-- START OF Data to process --

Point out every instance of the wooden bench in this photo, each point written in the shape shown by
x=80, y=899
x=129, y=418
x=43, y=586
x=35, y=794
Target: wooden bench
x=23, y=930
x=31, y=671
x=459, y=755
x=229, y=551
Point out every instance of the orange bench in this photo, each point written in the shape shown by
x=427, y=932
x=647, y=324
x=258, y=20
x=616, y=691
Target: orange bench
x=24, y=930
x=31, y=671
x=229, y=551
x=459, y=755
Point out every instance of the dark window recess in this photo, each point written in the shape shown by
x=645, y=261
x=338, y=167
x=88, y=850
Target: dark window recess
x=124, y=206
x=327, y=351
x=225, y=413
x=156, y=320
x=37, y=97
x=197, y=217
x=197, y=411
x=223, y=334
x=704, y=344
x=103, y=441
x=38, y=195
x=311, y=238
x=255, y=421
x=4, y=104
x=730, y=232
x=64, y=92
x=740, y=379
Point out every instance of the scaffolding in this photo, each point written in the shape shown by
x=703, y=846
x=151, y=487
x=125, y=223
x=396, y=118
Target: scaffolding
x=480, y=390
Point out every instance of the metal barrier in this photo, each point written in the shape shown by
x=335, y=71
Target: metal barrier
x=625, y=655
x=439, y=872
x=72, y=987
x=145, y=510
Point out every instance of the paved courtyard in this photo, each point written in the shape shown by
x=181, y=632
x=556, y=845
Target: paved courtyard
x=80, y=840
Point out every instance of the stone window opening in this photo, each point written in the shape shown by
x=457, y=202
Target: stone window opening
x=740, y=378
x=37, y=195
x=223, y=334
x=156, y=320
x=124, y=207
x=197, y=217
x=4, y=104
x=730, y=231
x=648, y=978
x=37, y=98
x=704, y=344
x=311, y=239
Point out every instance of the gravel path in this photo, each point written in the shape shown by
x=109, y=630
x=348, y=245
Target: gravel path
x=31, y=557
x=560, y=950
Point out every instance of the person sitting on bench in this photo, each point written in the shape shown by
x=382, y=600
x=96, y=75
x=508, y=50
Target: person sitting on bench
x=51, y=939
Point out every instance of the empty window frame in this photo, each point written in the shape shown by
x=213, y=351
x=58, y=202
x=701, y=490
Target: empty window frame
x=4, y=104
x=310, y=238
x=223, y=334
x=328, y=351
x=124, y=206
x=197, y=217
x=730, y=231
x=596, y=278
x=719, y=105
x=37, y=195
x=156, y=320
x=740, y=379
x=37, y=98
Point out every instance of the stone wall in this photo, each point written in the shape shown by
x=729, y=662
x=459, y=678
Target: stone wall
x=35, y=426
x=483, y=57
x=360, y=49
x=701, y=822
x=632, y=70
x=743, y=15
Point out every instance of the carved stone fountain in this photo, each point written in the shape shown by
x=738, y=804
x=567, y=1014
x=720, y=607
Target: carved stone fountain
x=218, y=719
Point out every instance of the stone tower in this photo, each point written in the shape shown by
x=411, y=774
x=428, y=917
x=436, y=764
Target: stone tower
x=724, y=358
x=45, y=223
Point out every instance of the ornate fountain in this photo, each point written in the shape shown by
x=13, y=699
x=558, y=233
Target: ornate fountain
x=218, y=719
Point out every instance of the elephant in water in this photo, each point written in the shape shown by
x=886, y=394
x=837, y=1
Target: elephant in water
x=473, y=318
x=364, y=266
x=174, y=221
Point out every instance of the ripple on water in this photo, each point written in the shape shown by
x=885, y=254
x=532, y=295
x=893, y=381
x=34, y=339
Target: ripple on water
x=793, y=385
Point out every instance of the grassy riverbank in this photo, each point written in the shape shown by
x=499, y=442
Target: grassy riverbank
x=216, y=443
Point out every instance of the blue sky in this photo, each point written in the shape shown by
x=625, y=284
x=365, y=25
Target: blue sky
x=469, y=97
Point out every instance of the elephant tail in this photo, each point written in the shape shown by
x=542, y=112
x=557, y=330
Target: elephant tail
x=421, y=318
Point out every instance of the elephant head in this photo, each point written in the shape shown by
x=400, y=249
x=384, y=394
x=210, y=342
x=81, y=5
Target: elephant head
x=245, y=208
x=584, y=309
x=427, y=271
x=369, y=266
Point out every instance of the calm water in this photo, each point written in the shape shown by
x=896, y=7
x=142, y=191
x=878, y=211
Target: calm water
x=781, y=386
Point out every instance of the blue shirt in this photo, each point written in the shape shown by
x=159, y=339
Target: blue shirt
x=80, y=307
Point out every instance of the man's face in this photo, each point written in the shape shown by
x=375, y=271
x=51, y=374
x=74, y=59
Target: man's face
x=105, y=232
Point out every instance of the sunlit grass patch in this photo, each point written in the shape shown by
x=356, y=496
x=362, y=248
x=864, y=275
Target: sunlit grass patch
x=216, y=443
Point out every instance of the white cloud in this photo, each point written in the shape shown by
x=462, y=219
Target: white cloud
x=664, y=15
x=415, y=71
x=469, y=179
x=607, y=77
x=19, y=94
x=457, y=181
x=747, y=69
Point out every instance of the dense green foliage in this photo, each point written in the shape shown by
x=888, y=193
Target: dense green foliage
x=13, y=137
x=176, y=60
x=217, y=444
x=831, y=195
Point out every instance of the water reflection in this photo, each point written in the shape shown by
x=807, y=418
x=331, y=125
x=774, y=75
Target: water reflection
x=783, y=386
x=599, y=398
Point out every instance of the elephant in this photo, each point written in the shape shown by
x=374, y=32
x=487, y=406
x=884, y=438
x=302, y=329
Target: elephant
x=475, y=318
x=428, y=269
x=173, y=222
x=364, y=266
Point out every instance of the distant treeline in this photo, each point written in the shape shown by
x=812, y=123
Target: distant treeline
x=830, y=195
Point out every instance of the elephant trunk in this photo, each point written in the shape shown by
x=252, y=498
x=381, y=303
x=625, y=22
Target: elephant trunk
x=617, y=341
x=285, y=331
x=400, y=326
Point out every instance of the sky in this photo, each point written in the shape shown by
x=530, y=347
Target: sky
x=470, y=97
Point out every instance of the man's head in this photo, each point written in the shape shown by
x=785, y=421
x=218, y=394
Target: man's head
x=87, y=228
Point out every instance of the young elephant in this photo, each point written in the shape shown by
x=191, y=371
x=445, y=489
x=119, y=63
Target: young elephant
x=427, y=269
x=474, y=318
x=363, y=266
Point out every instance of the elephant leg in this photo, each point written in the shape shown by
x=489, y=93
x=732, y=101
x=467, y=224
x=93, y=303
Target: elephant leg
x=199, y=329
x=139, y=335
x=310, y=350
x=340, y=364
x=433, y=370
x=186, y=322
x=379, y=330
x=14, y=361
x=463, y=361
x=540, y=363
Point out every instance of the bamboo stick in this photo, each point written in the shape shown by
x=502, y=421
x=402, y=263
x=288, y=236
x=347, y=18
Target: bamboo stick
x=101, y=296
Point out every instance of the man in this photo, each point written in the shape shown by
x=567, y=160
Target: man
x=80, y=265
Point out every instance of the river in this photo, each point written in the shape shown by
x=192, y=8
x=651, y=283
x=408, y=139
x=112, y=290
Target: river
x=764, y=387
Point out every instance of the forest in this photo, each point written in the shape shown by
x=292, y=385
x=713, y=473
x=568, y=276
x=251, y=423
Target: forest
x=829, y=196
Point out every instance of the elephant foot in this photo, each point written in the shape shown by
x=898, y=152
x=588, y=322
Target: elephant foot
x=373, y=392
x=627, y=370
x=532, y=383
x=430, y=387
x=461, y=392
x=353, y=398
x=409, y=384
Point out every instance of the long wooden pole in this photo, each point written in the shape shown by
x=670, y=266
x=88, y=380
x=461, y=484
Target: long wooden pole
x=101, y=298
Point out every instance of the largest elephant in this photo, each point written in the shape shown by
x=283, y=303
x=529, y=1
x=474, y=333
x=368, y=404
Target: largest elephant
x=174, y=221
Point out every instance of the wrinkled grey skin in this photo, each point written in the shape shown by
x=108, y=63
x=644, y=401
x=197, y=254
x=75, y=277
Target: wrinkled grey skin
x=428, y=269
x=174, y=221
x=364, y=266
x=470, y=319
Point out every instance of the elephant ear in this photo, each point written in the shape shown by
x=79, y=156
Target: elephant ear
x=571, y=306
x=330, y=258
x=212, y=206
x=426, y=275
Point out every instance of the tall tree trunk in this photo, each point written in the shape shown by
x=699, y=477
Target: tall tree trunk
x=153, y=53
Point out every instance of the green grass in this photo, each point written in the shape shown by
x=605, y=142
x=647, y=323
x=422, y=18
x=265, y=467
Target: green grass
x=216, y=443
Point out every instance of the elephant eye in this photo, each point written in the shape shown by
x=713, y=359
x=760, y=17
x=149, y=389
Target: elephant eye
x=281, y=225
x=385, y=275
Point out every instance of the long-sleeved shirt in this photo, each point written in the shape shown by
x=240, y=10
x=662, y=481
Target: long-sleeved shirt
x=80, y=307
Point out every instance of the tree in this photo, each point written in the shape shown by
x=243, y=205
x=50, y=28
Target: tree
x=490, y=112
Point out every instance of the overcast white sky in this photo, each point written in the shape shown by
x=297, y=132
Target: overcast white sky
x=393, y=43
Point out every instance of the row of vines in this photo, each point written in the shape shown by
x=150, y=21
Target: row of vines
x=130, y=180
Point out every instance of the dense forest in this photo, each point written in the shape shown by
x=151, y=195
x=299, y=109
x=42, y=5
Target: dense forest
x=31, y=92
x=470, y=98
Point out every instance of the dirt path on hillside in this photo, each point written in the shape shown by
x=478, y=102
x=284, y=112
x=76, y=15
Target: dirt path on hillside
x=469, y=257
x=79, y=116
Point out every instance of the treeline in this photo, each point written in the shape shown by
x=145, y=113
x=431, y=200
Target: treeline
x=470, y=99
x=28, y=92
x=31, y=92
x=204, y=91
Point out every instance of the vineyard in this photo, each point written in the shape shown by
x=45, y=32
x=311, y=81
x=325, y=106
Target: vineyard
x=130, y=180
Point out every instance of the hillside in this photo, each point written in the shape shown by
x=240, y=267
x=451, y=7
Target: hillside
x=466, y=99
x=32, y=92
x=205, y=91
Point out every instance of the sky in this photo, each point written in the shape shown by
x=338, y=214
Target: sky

-- END OF Data to process --

- **Task statement**
Turn the lines above into a Markdown table with the columns No. and Line: start at the line that contains "Point out every instance of the gravel" and stop after the line that contains "x=51, y=939". Number each line in order and leave out blank lines.

- **Final result**
| No. | Line |
|---|---|
| 1 | Point out every instance of the gravel path in this photo, each point written in the shape shown by |
| 2 | x=109, y=630 |
| 3 | x=348, y=245 |
| 4 | Target: gravel path |
| 5 | x=31, y=557 |
| 6 | x=560, y=950 |
| 7 | Point out every instance of the person sitting on bench in this photo, each point written in the shape shown by |
| 8 | x=382, y=600 |
| 9 | x=96, y=75 |
| 10 | x=508, y=50 |
| 11 | Target: person sitting on bench |
| 12 | x=51, y=939 |